## GOAL
Write the data out again, exactly as given.

## SUPPLIED RECORDS

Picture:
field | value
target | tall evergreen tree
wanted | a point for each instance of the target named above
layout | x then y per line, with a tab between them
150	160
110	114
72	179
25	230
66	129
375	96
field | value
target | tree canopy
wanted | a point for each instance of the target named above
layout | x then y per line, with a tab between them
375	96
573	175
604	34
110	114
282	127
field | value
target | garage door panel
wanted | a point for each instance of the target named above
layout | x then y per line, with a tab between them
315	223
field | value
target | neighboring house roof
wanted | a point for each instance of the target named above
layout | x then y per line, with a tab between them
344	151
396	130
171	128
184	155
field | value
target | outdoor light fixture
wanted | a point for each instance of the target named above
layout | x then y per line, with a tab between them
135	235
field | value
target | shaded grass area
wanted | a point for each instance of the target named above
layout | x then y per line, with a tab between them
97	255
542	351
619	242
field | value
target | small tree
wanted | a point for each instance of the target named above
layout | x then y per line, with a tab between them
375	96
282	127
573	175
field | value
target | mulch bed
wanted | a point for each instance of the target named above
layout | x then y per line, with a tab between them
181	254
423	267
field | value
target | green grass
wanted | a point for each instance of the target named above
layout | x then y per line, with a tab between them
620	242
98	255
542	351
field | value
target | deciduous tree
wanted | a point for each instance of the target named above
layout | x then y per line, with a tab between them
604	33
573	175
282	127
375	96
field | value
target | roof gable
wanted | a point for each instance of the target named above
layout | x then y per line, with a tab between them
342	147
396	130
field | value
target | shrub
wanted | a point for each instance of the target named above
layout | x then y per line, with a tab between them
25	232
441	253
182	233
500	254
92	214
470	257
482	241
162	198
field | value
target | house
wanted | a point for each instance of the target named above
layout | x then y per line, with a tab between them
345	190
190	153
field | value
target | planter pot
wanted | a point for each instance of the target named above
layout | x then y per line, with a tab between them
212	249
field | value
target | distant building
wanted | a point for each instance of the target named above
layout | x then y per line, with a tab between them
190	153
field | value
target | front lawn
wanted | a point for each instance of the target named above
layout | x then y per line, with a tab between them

## OUTPUT FOR THIS EXERCISE
Picture:
field | value
target | tall evergreen tree
wanted | a point for each instance of the target named above
layout | x then y per line, with a tab between them
150	160
110	114
72	179
25	230
66	129
375	96
field | value
target | tree canopy
wanted | a point for each instance of the target named above
layout | x then y per line, with a tab between them
375	96
573	175
604	34
110	114
282	127
field | value
target | garage door panel
wanted | a point for each instance of the target named above
layout | x then y per line, with a tab between them
315	223
field | value
target | neighboring house roof
wanted | a point for each instance of the target named above
layout | x then y per line, with a tab between them
344	151
396	130
171	128
184	155
field | value
target | outdoor light fixture
wanted | a point for each instance of the target named above
layout | x then y per line, with a tab between them
135	235
field | value
target | shaded grass area
wanted | a point for each instance of the target named above
layout | x then y per line, with a tab between them
97	255
542	351
619	242
field | value
target | small tree
wanted | a point for each instance of the target named above
layout | x then y per line, with a tab between them
375	96
282	127
573	175
field | value
target | mulch bed
wanted | a point for each instance of the target named above
layout | x then y per line, with a tab between them
181	254
423	267
field | value
target | green grass
wanted | a point for each instance of the target named above
layout | x then y per line, with a tab between them
620	242
98	255
542	351
field | value
target | deciduous tree
wanted | a point for each instance of the target named above
layout | x then y per line, with a tab between them
604	33
573	175
282	127
375	96
field | value
target | roof gable
wanted | a point for each instance of the target named above
layout | x then y per line, with a tab between them
342	147
396	130
field | value
target | shrub
wanted | a point for each instance of the target named above
layout | x then y per line, with a tab between them
25	232
441	253
182	233
500	254
92	214
470	257
482	241
162	198
field | value
target | house
wanted | a point for each instance of the target named above
layout | x then y per line, with a tab between them
345	190
190	153
field | value
target | planter pot
wanted | a point for each instance of the target named above
layout | x then y per line, with a tab between them
212	249
field | value
target | distant building
wanted | a point for each instance of the target named above
layout | x then y per line, with a tab between them
190	153
field | value
target | front lawn
wanted | a point for each instance of the target named above
layout | x then y per line, with a tab between them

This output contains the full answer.